** EXTRAIT PRÉSENTÉ **
= = =

À ma grande surprise s’était alors ouvert une période d'ébullition intellectuelle et spirituelle inouïe. Une hypersensibilité de vaste ampleur, comme une augmentation de capacité. Dans cette période d’ouverture de mon âme, on m’invite à venir écouter, place des Vosges, Pierre-Henri Salfati, un érudit dont le cours porte sur le Cantiques des Cantiques. Il improvise à partir de quelques versets, et l’intérêt qu’il suscite en moi est variable : a minima captivant, le plus souvent… transcendant ! J’ignore totalement ce qu'est le judaïsme. La veille encore, le mot « Dieu » m'écorchait les lèvres. Les spiritualités m'intéressent, certes, mais comme mille autres choses ; pour paraphraser Laplace devant Napoléon, « l'hypothèse de Dieu » n’entre pas dans ma manière de formuler les choses.

Que se passe-t-il ?

D’appel, d’illumination, il n’y eut pas. Je ne puis dire non plus qu’il y eut maturation d’obscurs désirs antérieurs. Il y eut une surprise, douce mais radicale : une dilatation de mon monde dans une direction absolument imprévue. La meilleure image qui me vient à l’esprit pour l’exprimer, très éloignée du champ de la spiritualité, c’est celle que Michael Jordan a employé un jour après une finale NBA où il avait marqué plus de trente points. Sa perception, raconte-t-il, était comme altérée : il voyait le panier comme s’il faisait trois mètres de large, et quelle que soit la manière dont il tirait dans sa direction – avec application, ou sans -- la balle rentrait immanquablement. C’est exactement ainsi que je reçois l’enseignement de Pierre-Henri Salfati. Le « panier » c’est moi, et tout rentre. Alors que je ne cherche rien, chaque pensée, commentaire ou trait d’esprit vient vers moi et me « trouve » avec une facilité déconcertante. Mais le plus extraordinaire, c’est le phénomène de « gant inversé » : la plupart du temps, ces enseignements, il faut bien le dire, vont totalement à l’encontre de ce que je pense, crois… Le seul fait de les entendre, pourtant, me retourne intégralement, m’y fait adhérer immédiatement avec le sentiment d’une adéquation parfaite. « C’est ça être juif ? C’est ça le judaïsme ? Mais c’est moi ! C’était moi, sans le savoir ! » Comme un gant, précisément, que l’on retourne. Je saisis rapidement que je ne suis pas en train de suivre une UV de judaïsme. Que c’est de l’être juif dont il est question, de mon être juif.

= = =

** DONNÉES FOURNIES **
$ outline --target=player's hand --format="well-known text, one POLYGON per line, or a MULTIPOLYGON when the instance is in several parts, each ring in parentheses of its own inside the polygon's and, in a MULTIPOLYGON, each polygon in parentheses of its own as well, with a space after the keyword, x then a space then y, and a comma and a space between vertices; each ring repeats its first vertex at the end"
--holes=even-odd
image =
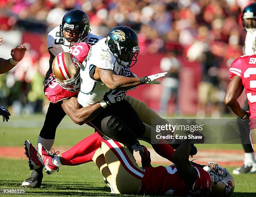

= = =

** CONSIGNES DE L'EXERCICE **
**a.** Citez, dans l'extrait présenté, tout le passage qui va de « À ma grande » jusqu'à « formuler les choses. ».
**b.** D'après l'extrait présenté, en quel lieu se tient le cours de Pierre-Henri Salfati ?
**c.** Prolongez le récit de cette rencontre avec le judaïsme à partir de sa dernière phrase.
Les données n'interviennent pas dans cet exercice.

** CORRIGÉ DE L'EXERCICE **
**a.**
À ma grande surprise s’était alors ouvert une période d'ébullition intellectuelle et spirituelle inouïe. Une hypersensibilité de vaste ampleur, comme une augmentation de capacité. Dans cette période d’ouverture de mon âme, on m’invite à venir écouter, place des Vosges, Pierre-Henri Salfati, un érudit dont le cours porte sur le Cantiques des Cantiques. Il improvise à partir de quelques versets, et l’intérêt qu’il suscite en moi est variable : a minima captivant, le plus souvent… transcendant ! J’ignore totalement ce qu'est le judaïsme. La veille encore, le mot « Dieu » m'écorchait les lèvres. Les spiritualités m'intéressent, certes, mais comme mille autres choses ; pour paraphraser Laplace devant Napoléon, « l'hypothèse de Dieu » n’entre pas dans ma manière de formuler les choses.

**b.** Place des Vosges.

**c.**
Je suis ainsi « retourné », dans tous les sens du terme. Ma « conversion » me fait devenir quelqu’un « d’autre » sans cesser d’être « le même ». Comme si je m’étais, en fin de compte, « révélé » à moi-même.

Qu’ai-je compris, qu’ai-je « vu », pour le dire en langage rabbinique ? Mon monde s’est soudain ouvert, radicalement et en douceur, sur ces arrière-mondes que l’ironie contemporaine, fière d’une lucidité qui n’est en fait que sécheresse, aime à mépriser comme autant d’illusions. J’ai vu que la véritable dimension où se joue le sens du monde, de mon nouveau monde, se situait dans ces caresses et contre-caresses du langage et du texte que promène la tradition sur le cuir du réel. Ces questions où le cœur, le corps et l’intellect de l’homme œuvrent de concert pour témoigner du don de l’être, et prendre ses responsabilités dans le monde. Sentiment d’être au cœur de ma vie.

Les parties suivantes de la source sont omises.